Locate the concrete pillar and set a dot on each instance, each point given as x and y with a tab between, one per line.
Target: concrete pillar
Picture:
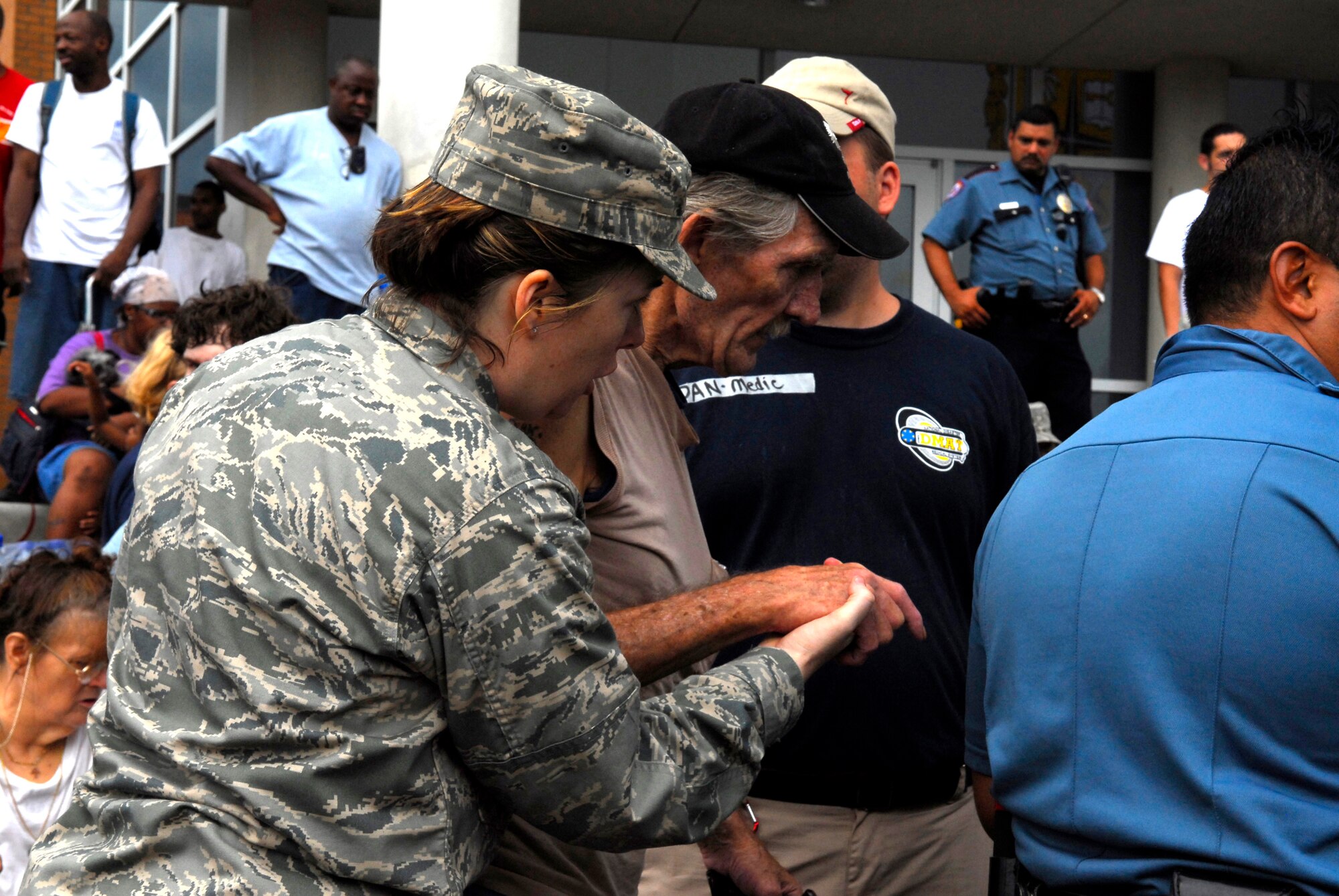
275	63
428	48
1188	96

--

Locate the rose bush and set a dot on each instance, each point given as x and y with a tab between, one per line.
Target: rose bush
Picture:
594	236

__Exercise requirements__:
Gather every line above that contains the word "between" and copy each one unchanged.

__Output for this exercise__:
Locate the concrete pillar and set a dot on each instance, each point given as x and y with a tab between, one per line.
Locate the rose bush and set a dot on each instance, each point given as x and y with a tab between, one per line.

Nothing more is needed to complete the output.